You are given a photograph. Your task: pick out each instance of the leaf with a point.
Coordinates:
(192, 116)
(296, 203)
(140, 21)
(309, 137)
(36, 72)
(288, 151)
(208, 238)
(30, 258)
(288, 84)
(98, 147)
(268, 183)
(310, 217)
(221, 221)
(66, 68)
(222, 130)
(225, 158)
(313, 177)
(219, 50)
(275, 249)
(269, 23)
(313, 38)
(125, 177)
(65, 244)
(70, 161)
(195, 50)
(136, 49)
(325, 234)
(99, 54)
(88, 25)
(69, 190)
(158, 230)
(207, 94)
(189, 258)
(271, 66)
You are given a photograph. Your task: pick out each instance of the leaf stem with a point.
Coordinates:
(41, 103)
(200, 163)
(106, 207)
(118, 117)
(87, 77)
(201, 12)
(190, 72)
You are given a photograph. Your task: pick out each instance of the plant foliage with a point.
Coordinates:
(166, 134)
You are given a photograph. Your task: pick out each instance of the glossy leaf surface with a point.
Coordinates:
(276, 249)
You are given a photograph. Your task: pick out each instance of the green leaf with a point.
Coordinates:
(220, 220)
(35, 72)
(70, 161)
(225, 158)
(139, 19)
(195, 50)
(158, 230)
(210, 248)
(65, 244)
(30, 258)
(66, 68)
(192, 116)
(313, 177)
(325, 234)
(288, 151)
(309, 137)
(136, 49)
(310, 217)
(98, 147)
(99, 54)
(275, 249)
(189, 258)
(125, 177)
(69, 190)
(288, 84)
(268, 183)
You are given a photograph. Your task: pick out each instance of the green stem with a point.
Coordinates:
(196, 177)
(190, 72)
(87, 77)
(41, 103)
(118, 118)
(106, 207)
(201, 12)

== == ==

Your instructions – Word for word, please return the lines from the one containing "green leaf with a point." through the end of the listing, both ends included, and nothing else.

Your response –
You are given a photograph. Your task: pick out each instance of the green leaf with a point.
Coordinates:
(220, 220)
(35, 72)
(70, 161)
(225, 158)
(139, 19)
(195, 50)
(158, 230)
(210, 248)
(65, 244)
(30, 258)
(66, 68)
(192, 116)
(313, 177)
(325, 234)
(288, 151)
(309, 137)
(136, 49)
(310, 217)
(98, 147)
(99, 54)
(275, 249)
(189, 258)
(125, 177)
(69, 190)
(288, 84)
(268, 183)
You are given a photograph. Your task: pick out each instance of the green stem with a point.
Coordinates:
(196, 177)
(190, 72)
(87, 77)
(41, 103)
(118, 118)
(106, 207)
(201, 12)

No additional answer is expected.